> **Objective**
Render the lines below as a Markdown table with two columns, n for the row number and Line for the line itself, leaving out any blank lines.

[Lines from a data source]
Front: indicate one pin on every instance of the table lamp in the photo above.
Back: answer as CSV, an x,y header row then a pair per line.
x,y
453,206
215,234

> **Correct output**
| n | Line |
|---|---|
| 1 | Front: indicate one pin on every instance of the table lamp in the photo above. |
| 2 | Back: answer as CSV, an x,y header row then a pair per line. |
| 3 | x,y |
| 4 | 453,206 |
| 5 | 215,234 |